Region outline entries:
══════════

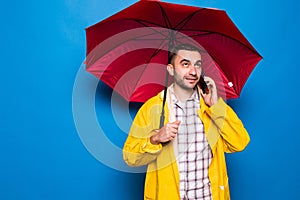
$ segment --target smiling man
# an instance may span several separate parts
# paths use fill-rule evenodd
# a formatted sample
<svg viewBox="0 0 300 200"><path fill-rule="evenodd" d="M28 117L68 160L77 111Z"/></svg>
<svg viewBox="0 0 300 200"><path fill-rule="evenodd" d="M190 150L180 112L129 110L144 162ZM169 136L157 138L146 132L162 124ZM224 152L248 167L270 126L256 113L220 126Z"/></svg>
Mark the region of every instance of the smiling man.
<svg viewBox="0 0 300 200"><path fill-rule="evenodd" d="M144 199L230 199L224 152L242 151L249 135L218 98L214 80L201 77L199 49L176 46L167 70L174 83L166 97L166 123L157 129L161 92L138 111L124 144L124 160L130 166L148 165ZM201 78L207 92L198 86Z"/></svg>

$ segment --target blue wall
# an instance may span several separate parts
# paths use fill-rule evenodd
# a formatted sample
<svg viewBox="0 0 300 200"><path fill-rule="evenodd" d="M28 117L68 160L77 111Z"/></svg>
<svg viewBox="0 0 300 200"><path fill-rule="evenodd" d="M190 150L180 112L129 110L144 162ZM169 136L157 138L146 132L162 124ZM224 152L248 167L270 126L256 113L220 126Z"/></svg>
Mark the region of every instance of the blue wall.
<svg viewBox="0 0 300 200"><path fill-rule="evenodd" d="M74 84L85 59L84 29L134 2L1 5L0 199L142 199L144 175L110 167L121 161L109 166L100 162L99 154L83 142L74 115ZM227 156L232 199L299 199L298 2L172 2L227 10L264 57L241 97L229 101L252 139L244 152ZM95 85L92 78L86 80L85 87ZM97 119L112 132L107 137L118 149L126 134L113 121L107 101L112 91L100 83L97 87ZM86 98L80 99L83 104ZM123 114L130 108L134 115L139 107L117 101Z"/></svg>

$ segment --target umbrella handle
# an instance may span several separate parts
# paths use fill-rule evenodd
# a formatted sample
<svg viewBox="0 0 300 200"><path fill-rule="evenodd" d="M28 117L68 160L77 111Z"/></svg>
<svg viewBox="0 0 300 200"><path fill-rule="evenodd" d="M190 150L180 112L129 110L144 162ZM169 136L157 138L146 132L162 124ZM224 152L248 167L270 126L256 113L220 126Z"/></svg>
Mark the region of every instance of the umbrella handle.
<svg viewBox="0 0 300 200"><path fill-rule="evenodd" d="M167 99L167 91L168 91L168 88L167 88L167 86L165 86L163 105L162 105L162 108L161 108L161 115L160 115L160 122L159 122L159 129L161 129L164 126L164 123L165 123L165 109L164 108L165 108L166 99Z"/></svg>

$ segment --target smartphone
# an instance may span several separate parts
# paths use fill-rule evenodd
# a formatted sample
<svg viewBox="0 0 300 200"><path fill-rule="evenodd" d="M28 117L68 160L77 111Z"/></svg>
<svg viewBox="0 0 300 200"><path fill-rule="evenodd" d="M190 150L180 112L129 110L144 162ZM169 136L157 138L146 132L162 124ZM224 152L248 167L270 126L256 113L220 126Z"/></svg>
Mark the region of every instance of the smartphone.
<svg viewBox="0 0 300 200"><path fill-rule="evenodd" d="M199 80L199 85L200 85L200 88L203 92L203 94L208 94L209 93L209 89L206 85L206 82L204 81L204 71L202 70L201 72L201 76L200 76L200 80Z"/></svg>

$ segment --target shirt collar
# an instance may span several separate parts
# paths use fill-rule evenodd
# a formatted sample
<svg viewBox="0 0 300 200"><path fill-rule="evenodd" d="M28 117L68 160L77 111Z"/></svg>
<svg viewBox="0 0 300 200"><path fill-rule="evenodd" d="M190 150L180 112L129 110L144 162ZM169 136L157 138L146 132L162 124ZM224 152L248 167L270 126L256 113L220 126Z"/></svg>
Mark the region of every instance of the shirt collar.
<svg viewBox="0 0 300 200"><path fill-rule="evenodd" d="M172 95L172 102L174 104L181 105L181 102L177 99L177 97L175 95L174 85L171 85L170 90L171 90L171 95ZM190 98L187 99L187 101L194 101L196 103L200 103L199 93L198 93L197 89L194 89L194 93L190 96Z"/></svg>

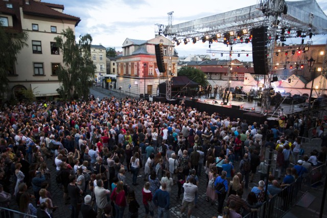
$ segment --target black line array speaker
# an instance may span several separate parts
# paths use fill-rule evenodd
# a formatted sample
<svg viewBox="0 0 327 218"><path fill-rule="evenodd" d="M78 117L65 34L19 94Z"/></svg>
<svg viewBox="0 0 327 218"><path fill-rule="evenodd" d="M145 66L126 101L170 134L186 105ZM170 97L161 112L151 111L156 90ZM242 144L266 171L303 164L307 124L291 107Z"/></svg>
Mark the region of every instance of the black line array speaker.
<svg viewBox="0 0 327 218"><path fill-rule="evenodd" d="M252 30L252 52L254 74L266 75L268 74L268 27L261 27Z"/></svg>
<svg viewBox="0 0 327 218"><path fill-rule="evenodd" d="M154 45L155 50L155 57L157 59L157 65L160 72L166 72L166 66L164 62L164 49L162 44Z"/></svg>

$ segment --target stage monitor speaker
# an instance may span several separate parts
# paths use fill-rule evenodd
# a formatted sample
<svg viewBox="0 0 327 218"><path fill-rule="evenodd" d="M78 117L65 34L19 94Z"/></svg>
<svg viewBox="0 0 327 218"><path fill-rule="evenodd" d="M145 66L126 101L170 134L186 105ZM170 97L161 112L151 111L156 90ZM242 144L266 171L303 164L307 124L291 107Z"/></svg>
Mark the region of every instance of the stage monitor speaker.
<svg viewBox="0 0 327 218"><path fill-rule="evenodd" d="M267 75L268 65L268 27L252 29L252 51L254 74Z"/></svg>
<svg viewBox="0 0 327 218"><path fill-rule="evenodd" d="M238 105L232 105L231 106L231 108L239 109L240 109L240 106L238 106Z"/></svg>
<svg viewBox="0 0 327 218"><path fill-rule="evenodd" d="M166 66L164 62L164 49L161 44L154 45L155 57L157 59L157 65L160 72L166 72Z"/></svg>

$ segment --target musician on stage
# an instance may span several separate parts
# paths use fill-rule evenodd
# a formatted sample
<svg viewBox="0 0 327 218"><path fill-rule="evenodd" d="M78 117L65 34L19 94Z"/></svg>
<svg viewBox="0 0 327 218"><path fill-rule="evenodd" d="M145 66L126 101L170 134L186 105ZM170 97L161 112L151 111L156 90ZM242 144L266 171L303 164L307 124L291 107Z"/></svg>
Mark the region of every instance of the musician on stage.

══════════

Instructions for the task: Output all of the rows above verbatim, leaving out the pictures.

Output of the exercise:
$ segment --target smiling man
# an instance may span several separate parts
# paths use fill-rule evenodd
# a formatted sample
<svg viewBox="0 0 300 200"><path fill-rule="evenodd" d="M28 117L68 160L77 111Z"/></svg>
<svg viewBox="0 0 300 200"><path fill-rule="evenodd" d="M190 150L180 112L129 110L144 162ZM169 136L157 138L146 132L162 124ZM224 152L248 167L270 126L256 113L220 126Z"/></svg>
Mark the region of every instance of the smiling man.
<svg viewBox="0 0 300 200"><path fill-rule="evenodd" d="M144 199L230 199L224 152L242 151L249 135L218 98L214 80L201 77L199 49L176 46L167 70L174 83L166 97L166 123L157 129L161 92L138 111L124 144L124 160L130 166L148 165ZM201 78L207 92L198 86Z"/></svg>

$ segment --target blue wall
# an instance may span several separate parts
# paths use fill-rule evenodd
# a formatted sample
<svg viewBox="0 0 300 200"><path fill-rule="evenodd" d="M28 117L68 160L77 111Z"/></svg>
<svg viewBox="0 0 300 200"><path fill-rule="evenodd" d="M190 150L180 112L129 110L144 162ZM169 136L157 138L146 132L162 124ZM224 152L248 167L270 126L256 113L220 126Z"/></svg>
Mark the region of every instance of the blue wall.
<svg viewBox="0 0 300 200"><path fill-rule="evenodd" d="M74 84L85 59L84 29L134 2L1 5L0 199L142 199L144 175L110 167L121 161L109 166L100 162L99 154L83 142L74 115ZM227 156L232 199L299 199L298 2L172 2L227 10L264 57L241 97L229 101L252 139L244 152ZM95 85L92 78L86 80L85 87ZM97 119L112 132L107 137L118 149L126 134L113 121L107 101L112 91L100 83L97 87ZM86 98L80 99L83 104ZM123 114L130 108L134 115L139 107L117 101Z"/></svg>

$ segment --target umbrella handle
# an instance may span several separate parts
# paths use fill-rule evenodd
# a formatted sample
<svg viewBox="0 0 300 200"><path fill-rule="evenodd" d="M28 117L68 160L77 111Z"/></svg>
<svg viewBox="0 0 300 200"><path fill-rule="evenodd" d="M190 150L180 112L129 110L144 162ZM169 136L157 138L146 132L162 124ZM224 152L248 167L270 126L256 113L220 126Z"/></svg>
Mark the region of every instance of the umbrella handle.
<svg viewBox="0 0 300 200"><path fill-rule="evenodd" d="M167 99L167 91L168 91L168 88L167 88L167 86L165 86L163 105L162 105L162 108L161 108L161 115L160 115L160 122L159 122L159 129L161 129L164 126L164 123L165 123L165 109L164 108L165 108L166 99Z"/></svg>

$ segment --target smartphone
# an instance may span several separate parts
# paths use fill-rule evenodd
# a formatted sample
<svg viewBox="0 0 300 200"><path fill-rule="evenodd" d="M28 117L68 160L77 111Z"/></svg>
<svg viewBox="0 0 300 200"><path fill-rule="evenodd" d="M190 150L180 112L129 110L144 162ZM169 136L157 138L146 132L162 124ZM224 152L248 167L270 126L256 113L220 126Z"/></svg>
Mark the region of every instance of the smartphone.
<svg viewBox="0 0 300 200"><path fill-rule="evenodd" d="M199 80L199 85L200 85L200 88L203 92L203 94L208 94L209 93L209 89L206 85L206 82L204 81L204 71L202 70L201 72L201 76L200 76L200 80Z"/></svg>

$ segment --target shirt collar
# an instance may span several separate parts
# paths use fill-rule evenodd
# a formatted sample
<svg viewBox="0 0 300 200"><path fill-rule="evenodd" d="M28 117L68 160L77 111Z"/></svg>
<svg viewBox="0 0 300 200"><path fill-rule="evenodd" d="M190 150L180 112L129 110L144 162ZM169 136L157 138L146 132L162 124ZM224 152L248 167L270 126L256 113L220 126Z"/></svg>
Mark the region of every instance of the shirt collar.
<svg viewBox="0 0 300 200"><path fill-rule="evenodd" d="M172 95L172 102L174 104L181 105L181 102L177 99L177 97L175 95L174 85L171 85L170 90L171 90L171 95ZM190 98L187 99L187 101L194 101L196 103L200 103L199 93L198 93L197 89L194 89L194 93L190 96Z"/></svg>

$ segment --target black line array speaker
# an instance may span several separate parts
# paths use fill-rule evenodd
# a formatted sample
<svg viewBox="0 0 327 218"><path fill-rule="evenodd" d="M78 117L65 34L19 94Z"/></svg>
<svg viewBox="0 0 327 218"><path fill-rule="evenodd" d="M145 66L126 101L170 134L186 105ZM170 97L161 112L151 111L156 90ZM242 144L266 171L303 164L307 124L291 107Z"/></svg>
Mark the region of every instance of the black line array speaker.
<svg viewBox="0 0 327 218"><path fill-rule="evenodd" d="M252 30L252 52L254 74L266 75L268 74L268 27L261 27Z"/></svg>
<svg viewBox="0 0 327 218"><path fill-rule="evenodd" d="M154 45L155 50L155 57L157 59L157 65L160 72L166 72L166 66L164 62L164 49L162 44Z"/></svg>

$ segment --target stage monitor speaker
# an instance may span several separate parts
# paths use fill-rule evenodd
# a formatted sample
<svg viewBox="0 0 327 218"><path fill-rule="evenodd" d="M78 117L65 34L19 94Z"/></svg>
<svg viewBox="0 0 327 218"><path fill-rule="evenodd" d="M145 66L126 101L170 134L186 105ZM170 97L161 112L151 111L156 90ZM242 144L266 171L303 164L307 124L291 107Z"/></svg>
Mark the region of every instance of the stage monitor speaker.
<svg viewBox="0 0 327 218"><path fill-rule="evenodd" d="M267 75L268 65L268 27L252 29L252 51L254 74Z"/></svg>
<svg viewBox="0 0 327 218"><path fill-rule="evenodd" d="M238 105L232 105L231 106L231 108L239 109L240 109L240 106L238 106Z"/></svg>
<svg viewBox="0 0 327 218"><path fill-rule="evenodd" d="M166 66L164 62L164 49L161 44L154 45L155 57L157 59L157 65L160 72L166 72Z"/></svg>

$ segment --target musician on stage
# an instance may span several separate parts
# paths use fill-rule evenodd
# a formatted sample
<svg viewBox="0 0 327 218"><path fill-rule="evenodd" d="M78 117L65 34L19 94Z"/></svg>
<svg viewBox="0 0 327 218"><path fill-rule="evenodd" d="M145 66L126 101L170 134L186 105ZM170 97L161 112L151 111L156 90ZM242 144L266 171L303 164L307 124L291 107Z"/></svg>
Mark the region of every instance of the musician on stage.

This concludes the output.